**QUOTED TEXT**

Despite interventions by parents to separate their children, teenagers either elope again or give their parents a suicide scare, which forces parents to allow the children to live together without legally marrying.
Experts working in local non-governmental organisations (NGOs) from Jumla to Dailekh describe this growing trend of elopement and self-initiated marriages as a consequence of a search for love, safety and belongingness from the family, a lack of comprehensive sexuality education (CSE) and a sociocultural environment that encourages children to elope.
“Over the years of my work, I have found that teenagers here are confused about their future and believe marriage to be the end of it all. In particular, many young girls are in search of love, safety and a sense of belonging. And when they find that through their male companions, they decide upon marriage,” says Sajana Sunar, programme coordinator at Social Service Center (SOSEC), a local NGO working in the field of child rights and child protection.
Additionally, there is little to no conversation about adolescence, puberty and sexual attraction at all. Such a lack of conversation around sex makes adolescents misinformed about sexual attraction and desires.
Since they see marriage as a way to act on their desires, it leads to them eloping or performing self-initiated marriages, according to Sunar.
“Given that our society views marriage as license to have sex, adolescents go along with their feelings and attractions, and elope,” she says.
As per the National Civil Code Act 2017, the legal age of marriage is 20 for both boys and girls. The marriageability age was increased so that young people can finish school, become independent and mature before they can make informed marriage choices. As per Section 173 of the Criminal Code, a person found guilty of either committing or arranging a child marriage is subject to a jail term of up to three years and a fine of Rs30,000.
Despite child marriage being illegal—it was banned in Nepal in 1963—the practice has been rampant in the country, fuelled by a complex host of factors including poverty and discrimination. But there has been this new trend picking up among adolescents who are choosing their partners on their own and eloping.
Their decisions, however, do not exist in a vacuum. Those working with different NGOs say this trend of early marriage is also increasing because teenagers often tend to follow what they see around, that is the normalisation of elopement and self-initiated marriages.
In some cases, parents also want their sons to “bring wives” to help them with household chores and farm work, which is the majority of the population’s livelihood, according to Jayalaxmi Chaulagain, who works as a field officer in Collaborative Actions for Dignity (CAD) Nepal, a local NGO working in rural development in Jumla.
There’s an insidious culture of encouraging sons to get married before they leave the village to pursue higher education or in search of jobs, experts say. Adding to that, negligence in the upbringing of young girls creates a sociocultural environment that promotes child marriage in the region.
To escape the legal provisions, children elope but do not get married—customarily or legally. Girls instead cohabit with the boy’s family and get “officially” married once they turn 20.
PR and YB, who were 15 and 17, respectively when they eloped, got married after PR turned 20.

**WHAT YOU WILL DO**
1 > In the text about teenage elopement, what is the legal age of marriage under the National Civil Code Act 2017?
2 > Return the portion of the text about teenage elopement that opens with the words containing "As per the National" and closes with "own and eloping.".
Answer using only the text about teenage elopement.

**DATASET ENTRIES**
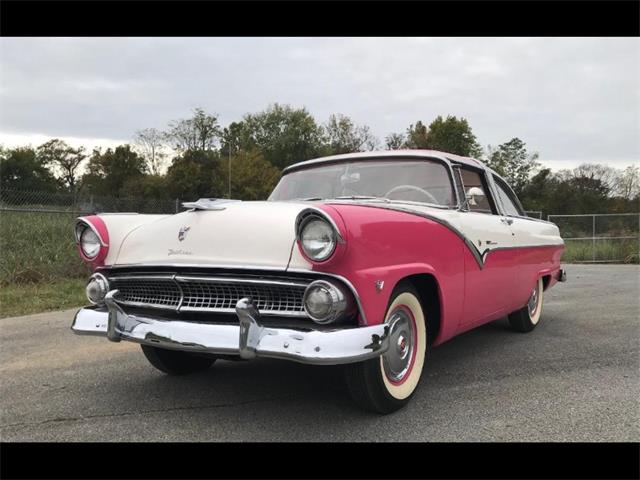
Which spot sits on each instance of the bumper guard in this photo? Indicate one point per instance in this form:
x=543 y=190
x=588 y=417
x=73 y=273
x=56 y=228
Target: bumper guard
x=249 y=339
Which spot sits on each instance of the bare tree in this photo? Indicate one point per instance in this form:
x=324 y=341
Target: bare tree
x=151 y=144
x=64 y=159
x=201 y=132
x=344 y=136
x=628 y=185
x=395 y=141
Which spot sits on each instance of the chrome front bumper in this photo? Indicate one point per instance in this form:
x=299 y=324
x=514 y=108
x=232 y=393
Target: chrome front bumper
x=249 y=339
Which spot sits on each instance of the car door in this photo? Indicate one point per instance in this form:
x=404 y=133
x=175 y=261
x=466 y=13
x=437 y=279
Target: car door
x=532 y=239
x=489 y=273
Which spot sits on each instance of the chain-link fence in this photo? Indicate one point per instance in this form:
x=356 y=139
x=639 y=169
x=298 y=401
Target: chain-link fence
x=33 y=201
x=36 y=231
x=602 y=238
x=534 y=214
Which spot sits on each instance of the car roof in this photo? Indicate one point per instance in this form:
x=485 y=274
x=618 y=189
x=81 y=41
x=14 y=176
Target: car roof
x=387 y=155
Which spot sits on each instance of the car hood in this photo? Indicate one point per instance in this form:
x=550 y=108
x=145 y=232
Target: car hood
x=242 y=234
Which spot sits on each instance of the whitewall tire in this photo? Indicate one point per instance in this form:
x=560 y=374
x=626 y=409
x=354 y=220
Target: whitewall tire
x=386 y=384
x=526 y=319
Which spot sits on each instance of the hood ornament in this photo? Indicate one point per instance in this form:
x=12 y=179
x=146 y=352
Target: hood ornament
x=209 y=203
x=183 y=232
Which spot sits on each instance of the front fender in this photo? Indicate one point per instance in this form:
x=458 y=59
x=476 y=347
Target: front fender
x=384 y=245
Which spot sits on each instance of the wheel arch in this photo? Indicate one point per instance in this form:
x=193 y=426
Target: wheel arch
x=428 y=290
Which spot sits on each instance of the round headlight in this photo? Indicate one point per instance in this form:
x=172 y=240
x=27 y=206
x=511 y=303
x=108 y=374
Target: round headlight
x=90 y=243
x=326 y=302
x=318 y=239
x=97 y=288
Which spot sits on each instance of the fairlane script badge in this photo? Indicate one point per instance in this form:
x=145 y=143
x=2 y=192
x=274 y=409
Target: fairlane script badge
x=178 y=252
x=183 y=232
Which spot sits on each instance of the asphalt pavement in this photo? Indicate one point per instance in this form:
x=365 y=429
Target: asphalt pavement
x=576 y=377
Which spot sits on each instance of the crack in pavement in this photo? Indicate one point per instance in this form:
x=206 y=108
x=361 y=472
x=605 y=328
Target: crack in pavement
x=143 y=412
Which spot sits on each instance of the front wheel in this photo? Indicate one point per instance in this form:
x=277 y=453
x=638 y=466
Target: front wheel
x=526 y=319
x=176 y=362
x=386 y=384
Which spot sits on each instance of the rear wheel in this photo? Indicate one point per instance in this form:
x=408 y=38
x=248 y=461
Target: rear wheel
x=528 y=317
x=176 y=362
x=386 y=384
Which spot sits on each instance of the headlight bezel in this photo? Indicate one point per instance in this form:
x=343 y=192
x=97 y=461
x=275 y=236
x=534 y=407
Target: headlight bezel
x=307 y=218
x=343 y=303
x=103 y=285
x=82 y=228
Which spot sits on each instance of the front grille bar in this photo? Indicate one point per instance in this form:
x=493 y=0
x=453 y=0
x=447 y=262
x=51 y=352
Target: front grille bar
x=210 y=293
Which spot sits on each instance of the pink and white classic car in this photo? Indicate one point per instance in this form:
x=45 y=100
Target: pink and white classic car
x=365 y=259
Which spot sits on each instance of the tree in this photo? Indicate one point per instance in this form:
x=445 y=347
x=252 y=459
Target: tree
x=252 y=177
x=343 y=136
x=22 y=169
x=151 y=143
x=512 y=161
x=201 y=132
x=417 y=136
x=194 y=174
x=453 y=135
x=283 y=134
x=629 y=183
x=58 y=155
x=109 y=172
x=395 y=141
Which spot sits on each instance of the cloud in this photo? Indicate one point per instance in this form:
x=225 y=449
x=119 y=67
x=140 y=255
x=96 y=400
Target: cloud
x=570 y=99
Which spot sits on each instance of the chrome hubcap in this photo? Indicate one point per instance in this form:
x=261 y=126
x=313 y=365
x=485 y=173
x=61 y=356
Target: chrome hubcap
x=397 y=360
x=533 y=302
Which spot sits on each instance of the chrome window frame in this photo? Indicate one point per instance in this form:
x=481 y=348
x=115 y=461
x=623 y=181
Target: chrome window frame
x=310 y=164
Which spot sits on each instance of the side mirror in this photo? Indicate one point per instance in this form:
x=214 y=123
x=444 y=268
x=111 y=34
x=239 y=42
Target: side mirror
x=473 y=193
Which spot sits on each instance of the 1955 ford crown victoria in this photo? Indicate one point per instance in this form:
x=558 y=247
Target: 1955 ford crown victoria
x=364 y=259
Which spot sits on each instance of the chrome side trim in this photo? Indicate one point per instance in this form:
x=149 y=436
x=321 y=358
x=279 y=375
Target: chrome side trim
x=250 y=339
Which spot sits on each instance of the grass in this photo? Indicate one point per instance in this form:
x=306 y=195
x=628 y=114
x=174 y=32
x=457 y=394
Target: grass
x=38 y=247
x=33 y=298
x=618 y=251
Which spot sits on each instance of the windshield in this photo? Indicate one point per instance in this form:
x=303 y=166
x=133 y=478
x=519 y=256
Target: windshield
x=409 y=180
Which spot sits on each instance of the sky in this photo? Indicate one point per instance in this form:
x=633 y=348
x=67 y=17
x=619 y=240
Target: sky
x=572 y=100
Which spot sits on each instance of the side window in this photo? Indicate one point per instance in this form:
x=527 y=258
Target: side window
x=505 y=194
x=472 y=178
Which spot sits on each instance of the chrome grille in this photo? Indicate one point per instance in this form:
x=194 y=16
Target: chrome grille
x=210 y=294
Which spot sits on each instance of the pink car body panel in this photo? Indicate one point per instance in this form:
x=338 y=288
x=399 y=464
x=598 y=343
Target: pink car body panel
x=386 y=245
x=103 y=233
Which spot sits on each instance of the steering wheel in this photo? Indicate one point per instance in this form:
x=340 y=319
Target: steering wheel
x=414 y=188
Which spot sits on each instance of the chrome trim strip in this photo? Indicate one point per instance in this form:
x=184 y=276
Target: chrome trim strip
x=194 y=265
x=249 y=339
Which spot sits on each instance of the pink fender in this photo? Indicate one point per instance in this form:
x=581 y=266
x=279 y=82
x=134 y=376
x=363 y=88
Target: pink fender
x=98 y=226
x=385 y=245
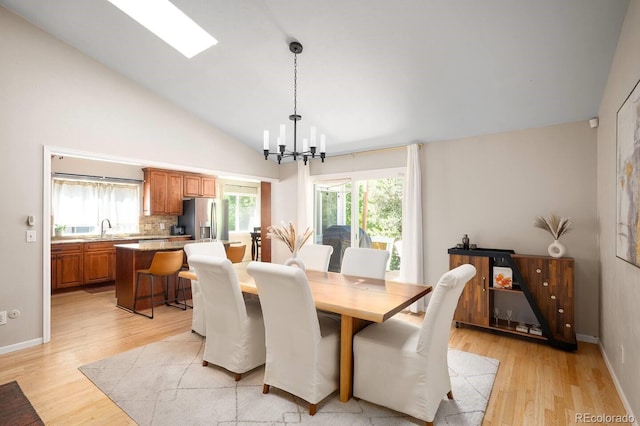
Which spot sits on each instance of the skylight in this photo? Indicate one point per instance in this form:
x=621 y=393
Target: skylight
x=169 y=23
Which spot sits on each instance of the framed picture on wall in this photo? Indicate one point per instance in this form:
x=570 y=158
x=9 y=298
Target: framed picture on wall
x=628 y=178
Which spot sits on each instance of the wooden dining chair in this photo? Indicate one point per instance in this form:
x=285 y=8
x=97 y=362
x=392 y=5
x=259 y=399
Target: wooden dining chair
x=410 y=359
x=302 y=346
x=235 y=327
x=364 y=262
x=236 y=253
x=163 y=264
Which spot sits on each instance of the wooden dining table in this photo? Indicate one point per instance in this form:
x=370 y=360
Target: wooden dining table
x=359 y=302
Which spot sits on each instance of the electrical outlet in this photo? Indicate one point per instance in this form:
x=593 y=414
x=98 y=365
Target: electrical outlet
x=31 y=236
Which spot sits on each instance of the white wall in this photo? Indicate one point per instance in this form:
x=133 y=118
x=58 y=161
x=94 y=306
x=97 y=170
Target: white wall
x=620 y=293
x=492 y=187
x=53 y=95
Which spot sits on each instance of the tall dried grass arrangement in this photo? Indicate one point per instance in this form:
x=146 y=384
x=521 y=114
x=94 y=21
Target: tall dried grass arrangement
x=288 y=235
x=556 y=226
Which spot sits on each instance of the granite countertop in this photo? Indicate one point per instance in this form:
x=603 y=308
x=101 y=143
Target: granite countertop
x=115 y=238
x=162 y=245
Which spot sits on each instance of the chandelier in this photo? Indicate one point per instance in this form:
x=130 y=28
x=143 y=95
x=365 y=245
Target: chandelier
x=309 y=146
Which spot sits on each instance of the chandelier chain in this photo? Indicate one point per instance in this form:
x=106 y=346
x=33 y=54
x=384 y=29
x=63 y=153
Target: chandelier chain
x=307 y=151
x=295 y=84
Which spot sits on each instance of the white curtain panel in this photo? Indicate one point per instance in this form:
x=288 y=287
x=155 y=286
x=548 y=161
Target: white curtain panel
x=305 y=197
x=411 y=258
x=87 y=203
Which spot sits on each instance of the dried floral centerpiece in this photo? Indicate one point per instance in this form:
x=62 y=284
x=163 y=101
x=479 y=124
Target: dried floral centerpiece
x=291 y=238
x=557 y=227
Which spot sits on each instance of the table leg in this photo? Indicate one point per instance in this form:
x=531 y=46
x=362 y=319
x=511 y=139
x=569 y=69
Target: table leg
x=348 y=327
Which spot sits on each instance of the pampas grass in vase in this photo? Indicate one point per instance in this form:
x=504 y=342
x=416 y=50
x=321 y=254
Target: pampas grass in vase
x=292 y=239
x=557 y=227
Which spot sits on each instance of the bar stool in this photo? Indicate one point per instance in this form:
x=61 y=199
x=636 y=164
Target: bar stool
x=164 y=263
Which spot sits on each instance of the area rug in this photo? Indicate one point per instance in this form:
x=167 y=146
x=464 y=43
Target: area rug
x=164 y=383
x=15 y=408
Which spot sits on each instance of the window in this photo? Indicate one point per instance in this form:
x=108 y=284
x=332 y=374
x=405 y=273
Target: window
x=244 y=210
x=375 y=204
x=79 y=206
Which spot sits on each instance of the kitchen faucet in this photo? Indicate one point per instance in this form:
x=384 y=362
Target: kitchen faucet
x=102 y=230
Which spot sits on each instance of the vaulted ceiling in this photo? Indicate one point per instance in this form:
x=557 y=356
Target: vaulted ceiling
x=373 y=73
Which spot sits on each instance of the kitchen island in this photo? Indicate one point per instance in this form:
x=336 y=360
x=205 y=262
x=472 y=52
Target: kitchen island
x=134 y=256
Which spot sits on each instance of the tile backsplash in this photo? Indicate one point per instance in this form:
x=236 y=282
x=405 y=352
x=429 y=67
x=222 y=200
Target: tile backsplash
x=151 y=225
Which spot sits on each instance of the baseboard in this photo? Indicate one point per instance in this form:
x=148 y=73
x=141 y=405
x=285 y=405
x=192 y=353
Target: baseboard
x=21 y=345
x=616 y=383
x=587 y=338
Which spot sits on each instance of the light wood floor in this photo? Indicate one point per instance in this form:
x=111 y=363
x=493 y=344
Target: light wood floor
x=535 y=385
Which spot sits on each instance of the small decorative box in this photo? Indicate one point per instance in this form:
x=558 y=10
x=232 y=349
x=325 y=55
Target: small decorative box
x=502 y=277
x=536 y=331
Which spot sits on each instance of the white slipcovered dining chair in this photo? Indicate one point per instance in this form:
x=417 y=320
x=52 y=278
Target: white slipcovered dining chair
x=235 y=328
x=315 y=257
x=215 y=249
x=364 y=262
x=302 y=346
x=410 y=360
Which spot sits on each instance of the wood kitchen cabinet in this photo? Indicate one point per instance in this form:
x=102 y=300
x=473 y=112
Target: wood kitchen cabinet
x=66 y=265
x=198 y=185
x=545 y=283
x=162 y=192
x=100 y=262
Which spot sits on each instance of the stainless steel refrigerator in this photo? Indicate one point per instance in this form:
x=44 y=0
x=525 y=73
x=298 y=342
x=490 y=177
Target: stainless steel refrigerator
x=205 y=218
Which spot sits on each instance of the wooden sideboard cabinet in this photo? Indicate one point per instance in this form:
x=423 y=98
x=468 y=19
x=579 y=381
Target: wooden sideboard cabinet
x=66 y=265
x=543 y=284
x=198 y=185
x=162 y=192
x=473 y=306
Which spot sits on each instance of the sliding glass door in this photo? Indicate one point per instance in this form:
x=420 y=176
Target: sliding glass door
x=375 y=205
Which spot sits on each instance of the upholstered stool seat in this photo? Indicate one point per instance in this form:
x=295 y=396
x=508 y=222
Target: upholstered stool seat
x=164 y=264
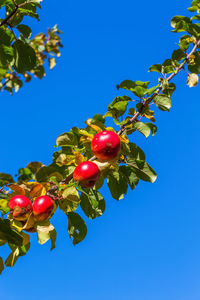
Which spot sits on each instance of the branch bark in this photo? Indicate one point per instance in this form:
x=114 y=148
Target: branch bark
x=134 y=118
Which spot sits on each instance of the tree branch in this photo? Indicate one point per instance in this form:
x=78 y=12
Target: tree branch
x=144 y=105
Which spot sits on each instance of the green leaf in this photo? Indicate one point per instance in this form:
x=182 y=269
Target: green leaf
x=163 y=102
x=129 y=175
x=8 y=234
x=194 y=66
x=130 y=85
x=70 y=201
x=28 y=12
x=142 y=128
x=168 y=90
x=25 y=174
x=119 y=106
x=93 y=204
x=152 y=127
x=45 y=232
x=25 y=58
x=25 y=30
x=195 y=6
x=16 y=253
x=180 y=23
x=178 y=55
x=45 y=173
x=192 y=80
x=77 y=228
x=152 y=90
x=142 y=170
x=5 y=179
x=133 y=151
x=1 y=265
x=156 y=68
x=117 y=185
x=5 y=37
x=4 y=204
x=139 y=91
x=66 y=139
x=185 y=41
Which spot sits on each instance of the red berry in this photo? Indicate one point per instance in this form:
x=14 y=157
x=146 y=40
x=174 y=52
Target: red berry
x=20 y=207
x=87 y=173
x=106 y=145
x=42 y=208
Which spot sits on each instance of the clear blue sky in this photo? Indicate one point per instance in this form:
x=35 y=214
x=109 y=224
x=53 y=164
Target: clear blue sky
x=147 y=246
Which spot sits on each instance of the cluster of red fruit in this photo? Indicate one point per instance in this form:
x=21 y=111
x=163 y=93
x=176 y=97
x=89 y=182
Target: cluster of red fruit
x=21 y=207
x=105 y=146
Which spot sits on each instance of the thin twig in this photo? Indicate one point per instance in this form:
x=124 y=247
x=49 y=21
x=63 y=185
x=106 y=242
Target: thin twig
x=9 y=16
x=144 y=105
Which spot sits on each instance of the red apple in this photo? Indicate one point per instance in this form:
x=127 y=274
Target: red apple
x=42 y=208
x=20 y=207
x=87 y=173
x=106 y=145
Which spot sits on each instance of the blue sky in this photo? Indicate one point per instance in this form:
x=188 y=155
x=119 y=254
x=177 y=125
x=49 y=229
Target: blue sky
x=147 y=246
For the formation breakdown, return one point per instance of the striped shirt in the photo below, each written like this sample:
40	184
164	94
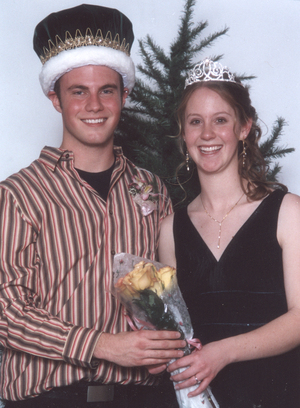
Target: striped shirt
58	239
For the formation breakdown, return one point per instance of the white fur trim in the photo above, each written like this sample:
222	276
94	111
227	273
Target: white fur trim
67	60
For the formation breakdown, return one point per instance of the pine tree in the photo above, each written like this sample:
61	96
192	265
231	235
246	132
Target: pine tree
148	127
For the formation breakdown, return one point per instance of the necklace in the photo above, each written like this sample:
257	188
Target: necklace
220	222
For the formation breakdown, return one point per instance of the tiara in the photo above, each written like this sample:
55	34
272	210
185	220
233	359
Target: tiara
209	70
80	41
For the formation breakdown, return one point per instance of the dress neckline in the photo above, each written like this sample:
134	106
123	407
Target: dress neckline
239	231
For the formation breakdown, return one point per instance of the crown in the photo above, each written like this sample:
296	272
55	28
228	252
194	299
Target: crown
209	70
79	41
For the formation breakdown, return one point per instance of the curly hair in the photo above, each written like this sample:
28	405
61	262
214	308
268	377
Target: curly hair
254	169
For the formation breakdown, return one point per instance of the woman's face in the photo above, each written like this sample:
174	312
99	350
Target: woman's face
212	132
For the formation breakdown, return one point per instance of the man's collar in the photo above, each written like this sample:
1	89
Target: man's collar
51	156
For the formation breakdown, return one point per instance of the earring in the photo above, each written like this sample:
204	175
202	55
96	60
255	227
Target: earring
187	161
244	153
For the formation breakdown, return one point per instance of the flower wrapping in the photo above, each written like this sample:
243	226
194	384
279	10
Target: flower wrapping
150	293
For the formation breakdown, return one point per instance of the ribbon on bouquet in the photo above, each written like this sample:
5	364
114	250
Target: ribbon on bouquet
195	343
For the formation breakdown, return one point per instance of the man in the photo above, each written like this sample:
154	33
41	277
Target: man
65	337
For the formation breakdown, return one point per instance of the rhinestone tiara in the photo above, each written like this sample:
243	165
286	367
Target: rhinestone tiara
79	40
209	70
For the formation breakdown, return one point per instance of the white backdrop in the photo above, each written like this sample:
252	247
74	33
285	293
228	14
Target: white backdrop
263	40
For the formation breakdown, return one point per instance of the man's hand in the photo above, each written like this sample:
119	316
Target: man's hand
140	348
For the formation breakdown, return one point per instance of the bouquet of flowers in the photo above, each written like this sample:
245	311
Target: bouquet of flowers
150	293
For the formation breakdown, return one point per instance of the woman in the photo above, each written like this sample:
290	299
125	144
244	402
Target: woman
237	252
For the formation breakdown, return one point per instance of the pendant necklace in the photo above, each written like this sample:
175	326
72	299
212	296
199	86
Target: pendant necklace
220	222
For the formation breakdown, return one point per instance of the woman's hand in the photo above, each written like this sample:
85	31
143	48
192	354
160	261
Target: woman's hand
202	366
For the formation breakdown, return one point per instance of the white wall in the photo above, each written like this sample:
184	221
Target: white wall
263	40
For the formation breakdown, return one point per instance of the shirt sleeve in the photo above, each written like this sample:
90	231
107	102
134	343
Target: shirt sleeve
24	325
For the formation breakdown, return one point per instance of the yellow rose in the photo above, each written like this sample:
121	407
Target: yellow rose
157	287
142	276
166	275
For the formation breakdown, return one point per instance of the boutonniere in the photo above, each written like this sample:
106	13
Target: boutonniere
144	194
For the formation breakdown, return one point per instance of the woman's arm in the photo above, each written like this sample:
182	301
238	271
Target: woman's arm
276	337
166	249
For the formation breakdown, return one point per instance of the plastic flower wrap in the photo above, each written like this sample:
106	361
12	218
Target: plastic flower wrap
150	293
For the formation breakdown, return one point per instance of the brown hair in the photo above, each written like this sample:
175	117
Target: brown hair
254	171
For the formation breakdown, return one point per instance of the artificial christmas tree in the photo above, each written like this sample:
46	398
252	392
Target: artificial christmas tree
148	128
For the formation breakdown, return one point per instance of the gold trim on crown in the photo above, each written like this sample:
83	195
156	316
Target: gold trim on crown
80	41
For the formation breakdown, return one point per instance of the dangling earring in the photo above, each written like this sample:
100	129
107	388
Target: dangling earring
187	160
244	153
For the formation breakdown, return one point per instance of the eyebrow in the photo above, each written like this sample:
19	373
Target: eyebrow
217	113
85	88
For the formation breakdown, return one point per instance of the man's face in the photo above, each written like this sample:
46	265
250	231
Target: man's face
90	103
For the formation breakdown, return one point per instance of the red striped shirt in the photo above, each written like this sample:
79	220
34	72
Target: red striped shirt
58	239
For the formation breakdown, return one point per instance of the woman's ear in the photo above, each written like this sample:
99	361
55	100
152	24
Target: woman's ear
246	129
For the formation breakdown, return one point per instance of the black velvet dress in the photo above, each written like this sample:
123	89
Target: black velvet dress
241	292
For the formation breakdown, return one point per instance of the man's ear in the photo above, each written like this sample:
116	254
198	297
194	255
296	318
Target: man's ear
55	101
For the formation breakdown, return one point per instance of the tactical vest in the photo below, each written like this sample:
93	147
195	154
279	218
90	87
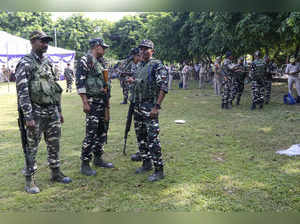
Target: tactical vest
258	69
145	88
43	89
95	81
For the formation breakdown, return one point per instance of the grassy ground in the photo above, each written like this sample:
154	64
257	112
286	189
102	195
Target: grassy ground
217	161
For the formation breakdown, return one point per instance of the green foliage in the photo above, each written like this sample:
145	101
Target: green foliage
178	36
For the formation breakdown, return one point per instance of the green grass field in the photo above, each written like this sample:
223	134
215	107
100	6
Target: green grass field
217	161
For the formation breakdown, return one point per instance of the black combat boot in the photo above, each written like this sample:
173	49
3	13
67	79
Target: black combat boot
99	162
30	186
124	101
58	176
157	175
86	169
136	157
147	166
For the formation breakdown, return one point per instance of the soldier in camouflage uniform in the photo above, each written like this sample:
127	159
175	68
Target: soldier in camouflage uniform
150	86
39	100
128	69
69	76
227	70
270	70
238	81
257	75
91	88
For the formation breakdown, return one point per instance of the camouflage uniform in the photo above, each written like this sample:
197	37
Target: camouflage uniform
238	83
227	83
151	78
257	74
95	134
127	69
268	81
45	115
68	73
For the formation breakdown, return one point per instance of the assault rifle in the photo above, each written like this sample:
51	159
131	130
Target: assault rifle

**EXPECTED OUTPUTS**
1 > It is 20 for both boys and girls.

2 >
As per the National Civil Code Act 2017, the legal age of marriage is 20 for both boys and girls. The marriageability age was increased so that young people can finish school, become independent and mature before they can make informed marriage choices. As per Section 173 of the Criminal Code, a person found guilty of either committing or arranging a child marriage is subject to a jail term of up to three years and a fine of Rs30,000.
Despite child marriage being illegal—it was banned in Nepal in 1963—the practice has been rampant in the country, fuelled by a complex host of factors including poverty and discrimination. But there has been this new trend picking up among adolescents who are choosing their partners on their own and eloping.